◆ **Extract provided**:
▼

San Diego fireworks display that occurs yearly on Independence Day

The Big Bay Boom is an annual Independence Day fireworks display in San Diego, California. The event has been put on since 2001. It is claimed to be one of the largest annual fireworks displays in the United States. It is "one of the most logistically complex displays in the world"; from 2010 through 2012 it spanned 14 miles and five locations. The primary sponsor is the Port of San Diego. Since 2014, the fireworks are presented by Pyro Spectaculars, which acquired former presenter San Diego Fireworks. Each year, roughly half a million people congregate on the shores of San Diego Bay to watch the show.

==History==
For many years there has been a fireworks display over San Diego Bay from the city of Coronado, California. Sandy Purdon, a marina owner and former president of the Port Tenants Association, got the idea to do a similar but larger fireworks show from the San Diego side of the bay. He recruited financial support from other bayside business owners and brought the Port of San Diego on board with financial and in-kind support. The first display in 2001 involved fireworks from two barges in San Diego Bay. The event grew to involve three barges in 2004 and four barges in 2005. In 2010 the Imperial Beach pier was added as a fifth location. However, in 2013 the city of Imperial Beach withdrew from participation, leaving the four Bay locations.

2020 saw the officials scrap the show due to the COVID-19 pandemic. A TV special was aired in its place.

==Description==
The four barges are located in San Diego Bay adjacent to Shelter Island, Harbor Island, North Embarcadero, and South Embarcadero. All four locations shoot off identical, simultaneous pyrotechnics, coordinated with a patriotic sound track played over a local radio station. As of 2019, the broadcast rights are held by CHR station KHTS-FM.

Purdon continues as the executive producer through a company he started for the purpose, H. P. Purdon & Co. The event is underwritten by financial contributions by many businesses and organizations. Any excess revenues are contributed to the San Diego Armed Services YMCA, a non-profit that provides services to military service members and their families at three locations in Murphy Canyon, Naval Medical Center San Diego, and Naval Base San Diego.

▲

◆ **Task set**:
- a) Translate this sentence from the Big Bay Boom passage into Spanish: "Each year, roughly half a million people congregate on the shores of San Diego Bay to watch the show."
- b) Return the portion of the Big Bay Boom passage from "The Big Bay" to "watch the show.", copied word for word.

◆ **Material shown**:
▼

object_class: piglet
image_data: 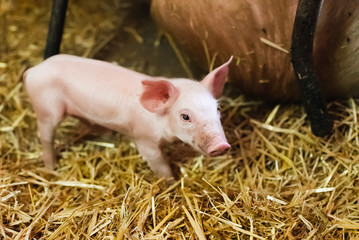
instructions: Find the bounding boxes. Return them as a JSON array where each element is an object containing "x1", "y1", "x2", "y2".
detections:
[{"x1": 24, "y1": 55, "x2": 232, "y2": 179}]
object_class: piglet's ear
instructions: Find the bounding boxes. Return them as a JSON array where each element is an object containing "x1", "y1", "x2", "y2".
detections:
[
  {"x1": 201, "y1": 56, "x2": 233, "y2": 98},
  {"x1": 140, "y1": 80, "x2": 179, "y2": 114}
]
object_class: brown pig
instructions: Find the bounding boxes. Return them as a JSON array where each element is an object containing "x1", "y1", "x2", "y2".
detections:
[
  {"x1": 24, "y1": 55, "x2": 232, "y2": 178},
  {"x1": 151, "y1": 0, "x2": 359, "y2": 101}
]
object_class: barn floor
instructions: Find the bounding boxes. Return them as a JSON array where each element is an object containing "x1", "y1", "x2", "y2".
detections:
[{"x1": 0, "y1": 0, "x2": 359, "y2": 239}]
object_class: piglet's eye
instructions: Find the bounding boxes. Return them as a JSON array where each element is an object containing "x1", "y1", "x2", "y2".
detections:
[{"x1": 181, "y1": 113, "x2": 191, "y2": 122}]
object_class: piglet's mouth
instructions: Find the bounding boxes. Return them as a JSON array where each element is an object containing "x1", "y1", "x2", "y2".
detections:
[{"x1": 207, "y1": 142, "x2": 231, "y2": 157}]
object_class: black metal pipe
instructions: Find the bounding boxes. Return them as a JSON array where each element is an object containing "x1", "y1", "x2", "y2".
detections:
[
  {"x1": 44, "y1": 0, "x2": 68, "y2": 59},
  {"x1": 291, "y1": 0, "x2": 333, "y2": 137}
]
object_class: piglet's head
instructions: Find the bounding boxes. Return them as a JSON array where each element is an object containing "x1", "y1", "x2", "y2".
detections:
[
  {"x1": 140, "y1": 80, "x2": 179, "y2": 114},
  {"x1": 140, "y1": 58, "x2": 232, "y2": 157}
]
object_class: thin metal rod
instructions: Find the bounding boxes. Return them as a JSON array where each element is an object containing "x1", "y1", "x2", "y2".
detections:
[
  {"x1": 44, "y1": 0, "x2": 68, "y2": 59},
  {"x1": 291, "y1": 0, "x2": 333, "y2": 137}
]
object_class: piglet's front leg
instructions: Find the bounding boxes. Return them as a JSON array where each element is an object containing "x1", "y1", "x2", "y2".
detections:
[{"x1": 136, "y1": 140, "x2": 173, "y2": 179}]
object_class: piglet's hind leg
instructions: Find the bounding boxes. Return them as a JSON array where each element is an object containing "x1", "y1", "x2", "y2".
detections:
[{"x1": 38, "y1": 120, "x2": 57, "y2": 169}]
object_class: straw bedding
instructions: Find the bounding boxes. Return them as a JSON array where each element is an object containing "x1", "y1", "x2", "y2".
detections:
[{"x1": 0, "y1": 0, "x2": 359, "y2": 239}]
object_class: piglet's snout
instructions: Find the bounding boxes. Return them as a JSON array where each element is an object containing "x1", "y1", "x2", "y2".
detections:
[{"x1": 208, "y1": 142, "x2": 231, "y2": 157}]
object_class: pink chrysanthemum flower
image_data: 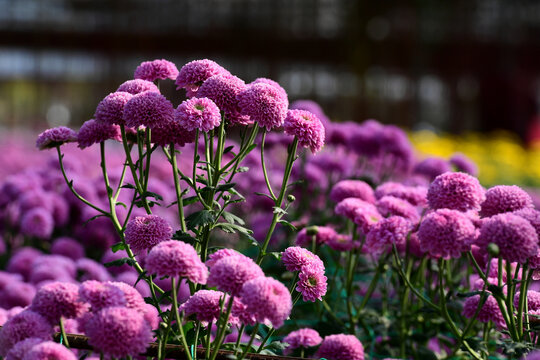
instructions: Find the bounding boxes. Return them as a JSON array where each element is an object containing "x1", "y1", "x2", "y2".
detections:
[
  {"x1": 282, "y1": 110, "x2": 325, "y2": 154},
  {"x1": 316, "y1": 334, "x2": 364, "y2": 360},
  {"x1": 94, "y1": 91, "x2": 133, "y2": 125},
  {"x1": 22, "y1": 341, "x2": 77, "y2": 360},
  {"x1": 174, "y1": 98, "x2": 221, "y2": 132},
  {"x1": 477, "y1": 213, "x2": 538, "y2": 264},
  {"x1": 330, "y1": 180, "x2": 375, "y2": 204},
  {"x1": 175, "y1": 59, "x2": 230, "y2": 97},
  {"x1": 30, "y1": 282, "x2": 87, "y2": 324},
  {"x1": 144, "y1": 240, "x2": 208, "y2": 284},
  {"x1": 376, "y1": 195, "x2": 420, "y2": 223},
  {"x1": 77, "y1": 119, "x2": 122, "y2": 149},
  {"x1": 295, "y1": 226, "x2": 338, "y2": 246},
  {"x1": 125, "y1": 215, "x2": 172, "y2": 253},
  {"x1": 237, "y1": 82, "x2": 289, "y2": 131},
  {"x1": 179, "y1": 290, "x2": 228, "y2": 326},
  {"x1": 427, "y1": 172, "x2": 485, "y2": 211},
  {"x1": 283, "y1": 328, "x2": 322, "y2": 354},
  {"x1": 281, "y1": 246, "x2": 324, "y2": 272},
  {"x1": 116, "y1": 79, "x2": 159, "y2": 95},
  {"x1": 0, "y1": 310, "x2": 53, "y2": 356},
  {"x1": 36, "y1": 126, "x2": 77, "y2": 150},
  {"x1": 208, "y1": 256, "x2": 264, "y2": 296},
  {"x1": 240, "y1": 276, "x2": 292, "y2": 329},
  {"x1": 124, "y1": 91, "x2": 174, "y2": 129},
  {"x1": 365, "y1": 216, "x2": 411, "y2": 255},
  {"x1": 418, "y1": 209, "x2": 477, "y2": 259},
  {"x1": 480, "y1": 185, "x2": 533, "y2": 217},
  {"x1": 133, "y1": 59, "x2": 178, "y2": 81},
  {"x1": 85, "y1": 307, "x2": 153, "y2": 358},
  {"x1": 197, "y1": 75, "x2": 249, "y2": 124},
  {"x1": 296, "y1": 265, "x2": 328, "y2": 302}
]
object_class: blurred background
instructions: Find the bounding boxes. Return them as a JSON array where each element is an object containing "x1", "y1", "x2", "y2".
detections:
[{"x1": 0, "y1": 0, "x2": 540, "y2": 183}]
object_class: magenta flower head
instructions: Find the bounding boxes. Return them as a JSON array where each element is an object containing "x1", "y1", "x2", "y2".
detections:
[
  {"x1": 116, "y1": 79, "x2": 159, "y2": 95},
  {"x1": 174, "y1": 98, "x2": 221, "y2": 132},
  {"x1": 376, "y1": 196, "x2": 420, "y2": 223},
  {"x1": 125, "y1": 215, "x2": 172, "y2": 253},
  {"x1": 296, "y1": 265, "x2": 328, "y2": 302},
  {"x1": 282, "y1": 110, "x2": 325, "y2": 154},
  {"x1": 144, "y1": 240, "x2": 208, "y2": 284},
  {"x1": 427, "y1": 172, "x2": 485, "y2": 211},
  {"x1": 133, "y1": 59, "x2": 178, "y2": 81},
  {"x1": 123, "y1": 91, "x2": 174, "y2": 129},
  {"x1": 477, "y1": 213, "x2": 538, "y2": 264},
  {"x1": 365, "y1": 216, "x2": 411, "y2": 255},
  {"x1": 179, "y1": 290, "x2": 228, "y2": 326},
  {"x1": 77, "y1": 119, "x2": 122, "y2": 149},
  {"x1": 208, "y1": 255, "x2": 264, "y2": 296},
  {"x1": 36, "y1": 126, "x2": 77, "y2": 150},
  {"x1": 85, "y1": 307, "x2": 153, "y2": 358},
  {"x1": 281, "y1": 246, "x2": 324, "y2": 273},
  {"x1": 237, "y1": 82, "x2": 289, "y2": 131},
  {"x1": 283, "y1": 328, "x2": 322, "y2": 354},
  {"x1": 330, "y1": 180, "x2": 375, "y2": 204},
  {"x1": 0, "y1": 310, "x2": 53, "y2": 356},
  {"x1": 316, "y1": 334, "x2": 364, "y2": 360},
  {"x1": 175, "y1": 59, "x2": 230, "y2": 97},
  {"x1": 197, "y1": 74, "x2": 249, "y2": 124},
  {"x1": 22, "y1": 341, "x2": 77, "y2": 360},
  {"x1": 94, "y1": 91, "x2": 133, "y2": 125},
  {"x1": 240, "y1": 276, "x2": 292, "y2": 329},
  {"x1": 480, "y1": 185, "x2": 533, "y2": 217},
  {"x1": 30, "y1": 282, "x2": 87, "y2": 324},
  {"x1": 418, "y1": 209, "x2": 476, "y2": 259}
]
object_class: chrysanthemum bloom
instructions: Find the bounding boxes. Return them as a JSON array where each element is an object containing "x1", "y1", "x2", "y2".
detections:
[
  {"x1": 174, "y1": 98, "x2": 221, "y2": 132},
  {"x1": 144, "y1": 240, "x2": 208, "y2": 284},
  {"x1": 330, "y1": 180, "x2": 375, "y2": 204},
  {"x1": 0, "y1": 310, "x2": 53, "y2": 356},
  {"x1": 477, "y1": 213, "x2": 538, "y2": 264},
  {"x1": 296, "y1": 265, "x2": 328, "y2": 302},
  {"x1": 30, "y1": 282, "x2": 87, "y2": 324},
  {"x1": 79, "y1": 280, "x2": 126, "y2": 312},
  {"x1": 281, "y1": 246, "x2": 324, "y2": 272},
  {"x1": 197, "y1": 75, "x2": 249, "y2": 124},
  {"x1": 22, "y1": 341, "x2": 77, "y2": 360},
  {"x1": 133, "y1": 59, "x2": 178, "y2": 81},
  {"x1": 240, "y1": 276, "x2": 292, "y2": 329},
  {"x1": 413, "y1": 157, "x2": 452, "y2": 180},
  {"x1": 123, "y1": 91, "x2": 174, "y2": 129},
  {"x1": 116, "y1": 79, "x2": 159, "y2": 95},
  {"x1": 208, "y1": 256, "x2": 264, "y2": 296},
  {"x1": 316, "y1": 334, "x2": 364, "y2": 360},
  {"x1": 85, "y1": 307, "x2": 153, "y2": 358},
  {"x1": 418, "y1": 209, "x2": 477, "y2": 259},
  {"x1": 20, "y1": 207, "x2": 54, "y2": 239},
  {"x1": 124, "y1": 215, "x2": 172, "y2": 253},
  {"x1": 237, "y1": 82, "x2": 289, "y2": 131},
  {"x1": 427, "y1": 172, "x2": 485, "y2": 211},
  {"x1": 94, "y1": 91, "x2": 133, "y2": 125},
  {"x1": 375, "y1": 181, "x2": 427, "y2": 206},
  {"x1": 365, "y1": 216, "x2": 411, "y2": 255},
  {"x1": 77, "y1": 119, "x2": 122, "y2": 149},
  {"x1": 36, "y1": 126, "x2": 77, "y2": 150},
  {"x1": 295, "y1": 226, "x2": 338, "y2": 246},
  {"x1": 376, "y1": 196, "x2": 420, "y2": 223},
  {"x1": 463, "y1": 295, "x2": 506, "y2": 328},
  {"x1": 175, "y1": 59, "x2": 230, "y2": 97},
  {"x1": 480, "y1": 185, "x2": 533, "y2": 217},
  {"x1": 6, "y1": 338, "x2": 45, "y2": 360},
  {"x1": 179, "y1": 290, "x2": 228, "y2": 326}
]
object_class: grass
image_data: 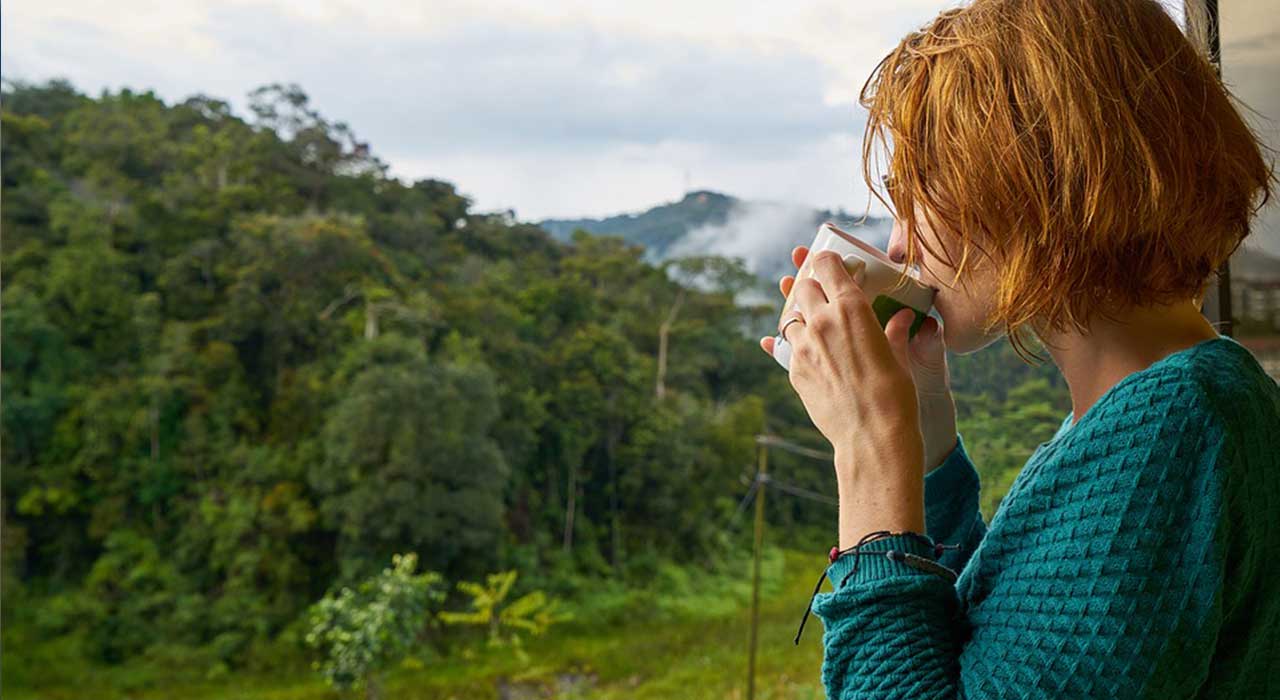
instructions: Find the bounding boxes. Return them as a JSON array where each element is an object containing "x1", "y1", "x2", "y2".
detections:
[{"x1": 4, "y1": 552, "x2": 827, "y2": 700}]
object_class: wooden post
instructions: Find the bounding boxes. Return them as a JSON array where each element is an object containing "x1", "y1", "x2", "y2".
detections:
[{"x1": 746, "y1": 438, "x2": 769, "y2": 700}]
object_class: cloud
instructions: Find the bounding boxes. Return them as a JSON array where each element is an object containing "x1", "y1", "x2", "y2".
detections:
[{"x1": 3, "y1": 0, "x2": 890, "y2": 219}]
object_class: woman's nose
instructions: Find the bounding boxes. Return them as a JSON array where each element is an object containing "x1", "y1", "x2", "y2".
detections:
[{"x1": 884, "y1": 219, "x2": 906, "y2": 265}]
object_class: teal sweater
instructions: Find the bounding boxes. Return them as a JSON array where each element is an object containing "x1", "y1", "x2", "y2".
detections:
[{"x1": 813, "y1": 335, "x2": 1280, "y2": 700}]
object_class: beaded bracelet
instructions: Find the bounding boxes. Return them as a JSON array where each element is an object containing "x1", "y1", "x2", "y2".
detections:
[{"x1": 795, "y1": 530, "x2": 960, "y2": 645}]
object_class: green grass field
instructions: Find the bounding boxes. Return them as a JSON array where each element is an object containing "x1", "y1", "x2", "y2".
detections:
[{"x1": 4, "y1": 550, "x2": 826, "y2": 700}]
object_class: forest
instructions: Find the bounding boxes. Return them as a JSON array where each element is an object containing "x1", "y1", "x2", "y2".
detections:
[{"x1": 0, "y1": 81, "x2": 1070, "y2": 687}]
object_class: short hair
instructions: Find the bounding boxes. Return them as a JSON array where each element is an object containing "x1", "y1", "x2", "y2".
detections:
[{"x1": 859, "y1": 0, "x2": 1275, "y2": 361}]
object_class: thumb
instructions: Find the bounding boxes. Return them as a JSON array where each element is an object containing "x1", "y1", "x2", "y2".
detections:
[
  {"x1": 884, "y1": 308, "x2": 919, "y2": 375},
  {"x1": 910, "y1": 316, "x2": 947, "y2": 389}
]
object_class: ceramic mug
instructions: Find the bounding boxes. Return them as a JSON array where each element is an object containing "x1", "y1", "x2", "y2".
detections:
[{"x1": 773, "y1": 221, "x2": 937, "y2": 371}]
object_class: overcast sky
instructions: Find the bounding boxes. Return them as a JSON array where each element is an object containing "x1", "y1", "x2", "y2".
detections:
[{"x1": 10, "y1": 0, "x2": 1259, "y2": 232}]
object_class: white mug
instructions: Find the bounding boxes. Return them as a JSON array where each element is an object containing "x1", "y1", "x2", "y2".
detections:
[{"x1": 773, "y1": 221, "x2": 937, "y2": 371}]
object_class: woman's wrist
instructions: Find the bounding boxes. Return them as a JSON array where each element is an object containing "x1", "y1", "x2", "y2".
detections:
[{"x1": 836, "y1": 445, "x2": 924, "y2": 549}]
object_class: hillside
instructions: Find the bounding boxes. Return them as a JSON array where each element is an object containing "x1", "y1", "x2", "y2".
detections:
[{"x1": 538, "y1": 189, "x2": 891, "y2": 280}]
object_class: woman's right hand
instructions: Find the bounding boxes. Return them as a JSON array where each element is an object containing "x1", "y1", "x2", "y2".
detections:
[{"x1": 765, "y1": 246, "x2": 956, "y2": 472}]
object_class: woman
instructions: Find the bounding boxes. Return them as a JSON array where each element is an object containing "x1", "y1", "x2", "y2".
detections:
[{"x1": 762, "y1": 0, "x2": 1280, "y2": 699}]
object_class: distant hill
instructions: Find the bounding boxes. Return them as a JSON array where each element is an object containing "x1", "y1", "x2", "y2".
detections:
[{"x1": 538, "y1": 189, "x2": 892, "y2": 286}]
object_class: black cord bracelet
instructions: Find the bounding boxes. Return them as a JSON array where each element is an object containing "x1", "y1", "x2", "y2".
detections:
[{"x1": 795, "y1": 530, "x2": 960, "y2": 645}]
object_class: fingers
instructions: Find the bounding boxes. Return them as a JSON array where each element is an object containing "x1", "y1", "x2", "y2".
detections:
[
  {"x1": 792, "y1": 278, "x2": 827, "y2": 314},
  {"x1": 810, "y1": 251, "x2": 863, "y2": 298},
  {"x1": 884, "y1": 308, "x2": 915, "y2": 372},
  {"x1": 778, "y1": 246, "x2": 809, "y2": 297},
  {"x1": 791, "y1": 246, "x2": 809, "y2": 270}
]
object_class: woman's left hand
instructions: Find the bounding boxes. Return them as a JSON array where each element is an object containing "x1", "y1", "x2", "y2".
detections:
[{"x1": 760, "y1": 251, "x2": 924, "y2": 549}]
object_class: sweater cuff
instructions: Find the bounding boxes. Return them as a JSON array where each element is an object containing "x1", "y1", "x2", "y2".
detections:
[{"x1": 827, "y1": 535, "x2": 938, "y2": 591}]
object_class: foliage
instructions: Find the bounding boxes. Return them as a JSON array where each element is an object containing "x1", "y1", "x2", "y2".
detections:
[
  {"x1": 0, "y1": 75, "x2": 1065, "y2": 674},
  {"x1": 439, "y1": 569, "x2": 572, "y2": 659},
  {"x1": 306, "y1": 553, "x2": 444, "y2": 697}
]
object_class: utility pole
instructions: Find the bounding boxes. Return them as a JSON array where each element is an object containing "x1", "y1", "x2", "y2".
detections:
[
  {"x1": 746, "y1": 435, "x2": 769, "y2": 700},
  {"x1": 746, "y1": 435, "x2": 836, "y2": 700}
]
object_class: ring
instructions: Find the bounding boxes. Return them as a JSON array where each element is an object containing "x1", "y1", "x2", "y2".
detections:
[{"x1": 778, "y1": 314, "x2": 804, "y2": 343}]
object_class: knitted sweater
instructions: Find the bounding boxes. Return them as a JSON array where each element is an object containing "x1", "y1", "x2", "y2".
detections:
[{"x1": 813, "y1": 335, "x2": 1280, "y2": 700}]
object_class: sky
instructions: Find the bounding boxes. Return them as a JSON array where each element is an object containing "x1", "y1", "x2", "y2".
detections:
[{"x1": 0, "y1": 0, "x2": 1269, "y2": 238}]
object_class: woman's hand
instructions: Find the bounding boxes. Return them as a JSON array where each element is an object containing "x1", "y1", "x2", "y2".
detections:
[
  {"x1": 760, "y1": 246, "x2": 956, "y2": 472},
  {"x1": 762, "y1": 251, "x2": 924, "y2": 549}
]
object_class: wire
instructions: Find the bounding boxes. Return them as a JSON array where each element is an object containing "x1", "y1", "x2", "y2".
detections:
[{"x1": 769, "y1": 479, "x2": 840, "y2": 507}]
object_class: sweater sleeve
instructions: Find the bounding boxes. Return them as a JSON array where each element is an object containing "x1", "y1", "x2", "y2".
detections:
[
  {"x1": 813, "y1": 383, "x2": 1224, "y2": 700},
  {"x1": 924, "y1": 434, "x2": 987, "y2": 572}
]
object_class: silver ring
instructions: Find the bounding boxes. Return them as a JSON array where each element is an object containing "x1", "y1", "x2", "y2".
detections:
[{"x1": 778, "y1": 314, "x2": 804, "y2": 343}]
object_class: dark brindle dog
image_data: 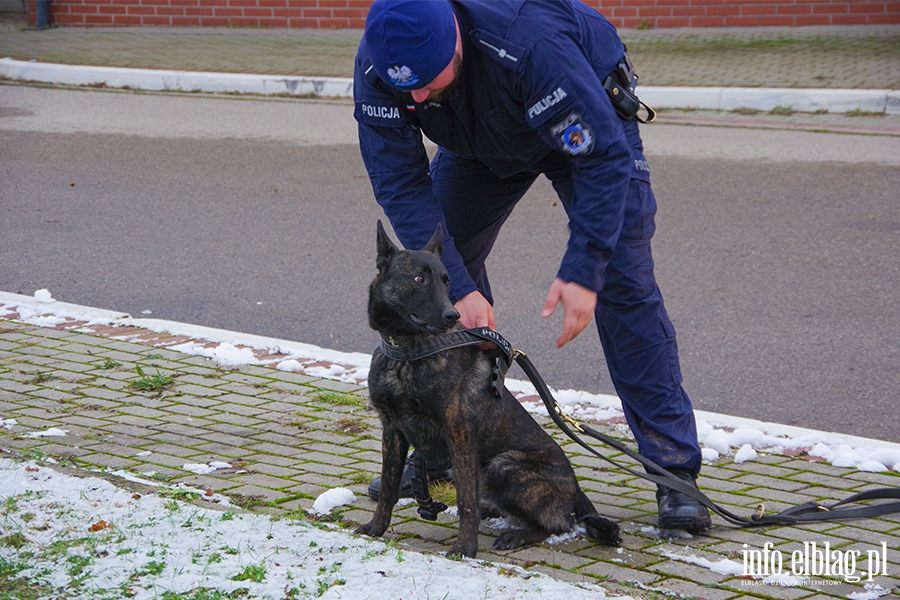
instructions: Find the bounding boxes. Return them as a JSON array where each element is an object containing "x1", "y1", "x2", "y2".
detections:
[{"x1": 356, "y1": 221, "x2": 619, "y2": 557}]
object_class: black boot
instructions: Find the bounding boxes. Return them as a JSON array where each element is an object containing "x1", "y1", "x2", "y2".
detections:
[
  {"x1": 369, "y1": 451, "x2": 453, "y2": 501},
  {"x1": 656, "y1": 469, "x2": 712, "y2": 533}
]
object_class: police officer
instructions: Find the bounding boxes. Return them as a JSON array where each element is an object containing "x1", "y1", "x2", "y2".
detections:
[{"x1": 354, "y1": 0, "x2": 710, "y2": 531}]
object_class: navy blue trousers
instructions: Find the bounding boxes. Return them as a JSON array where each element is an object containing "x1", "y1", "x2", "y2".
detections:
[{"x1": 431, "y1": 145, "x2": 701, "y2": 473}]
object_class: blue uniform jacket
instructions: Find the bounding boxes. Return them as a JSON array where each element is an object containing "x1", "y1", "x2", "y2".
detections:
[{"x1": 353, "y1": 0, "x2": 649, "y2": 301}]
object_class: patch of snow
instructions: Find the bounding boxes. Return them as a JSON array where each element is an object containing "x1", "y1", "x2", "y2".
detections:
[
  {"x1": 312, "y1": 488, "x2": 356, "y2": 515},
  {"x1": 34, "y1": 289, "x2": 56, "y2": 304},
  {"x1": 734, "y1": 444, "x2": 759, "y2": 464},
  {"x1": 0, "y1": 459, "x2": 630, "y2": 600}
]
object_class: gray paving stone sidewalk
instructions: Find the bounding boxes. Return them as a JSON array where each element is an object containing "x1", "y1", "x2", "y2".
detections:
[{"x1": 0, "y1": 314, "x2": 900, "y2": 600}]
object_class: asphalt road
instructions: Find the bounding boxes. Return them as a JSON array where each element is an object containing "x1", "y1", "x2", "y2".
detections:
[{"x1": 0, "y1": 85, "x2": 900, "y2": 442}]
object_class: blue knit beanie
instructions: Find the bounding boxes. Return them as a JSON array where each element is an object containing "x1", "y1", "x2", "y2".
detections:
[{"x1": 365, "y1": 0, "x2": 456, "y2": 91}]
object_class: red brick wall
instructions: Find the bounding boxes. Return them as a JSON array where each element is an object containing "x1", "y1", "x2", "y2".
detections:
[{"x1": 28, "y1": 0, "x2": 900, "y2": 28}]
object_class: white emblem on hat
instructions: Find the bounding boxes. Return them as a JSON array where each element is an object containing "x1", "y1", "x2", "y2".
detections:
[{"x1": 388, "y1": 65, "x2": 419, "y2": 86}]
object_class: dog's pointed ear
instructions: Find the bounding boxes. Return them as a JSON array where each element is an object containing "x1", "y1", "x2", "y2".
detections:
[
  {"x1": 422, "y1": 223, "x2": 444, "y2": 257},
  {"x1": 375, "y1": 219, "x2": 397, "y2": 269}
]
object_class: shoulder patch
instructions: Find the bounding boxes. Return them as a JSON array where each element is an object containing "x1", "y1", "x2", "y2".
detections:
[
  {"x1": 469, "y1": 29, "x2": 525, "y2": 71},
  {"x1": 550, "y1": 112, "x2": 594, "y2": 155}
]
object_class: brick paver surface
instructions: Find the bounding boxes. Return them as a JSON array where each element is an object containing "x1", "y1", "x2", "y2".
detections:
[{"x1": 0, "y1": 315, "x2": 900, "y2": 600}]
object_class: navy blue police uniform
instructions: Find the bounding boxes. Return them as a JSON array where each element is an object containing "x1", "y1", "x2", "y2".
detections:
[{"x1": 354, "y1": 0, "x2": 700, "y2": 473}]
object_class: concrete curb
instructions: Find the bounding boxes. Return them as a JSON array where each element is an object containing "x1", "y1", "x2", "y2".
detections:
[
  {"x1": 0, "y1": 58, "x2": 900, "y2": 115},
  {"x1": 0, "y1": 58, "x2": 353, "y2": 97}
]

▲

◆ **Answers in order**:
- a) Cada año, aproximadamente medio millón de personas se congregan en las orillas de la bahía de San Diego para ver el espectáculo.

- b)
The Big Bay Boom is an annual Independence Day fireworks display in San Diego, California. The event has been put on since 2001. It is claimed to be one of the largest annual fireworks displays in the United States. It is "one of the most logistically complex displays in the world"; from 2010 through 2012 it spanned 14 miles and five locations. The primary sponsor is the Port of San Diego. Since 2014, the fireworks are presented by Pyro Spectaculars, which acquired former presenter San Diego Fireworks. Each year, roughly half a million people congregate on the shores of San Diego Bay to watch the show.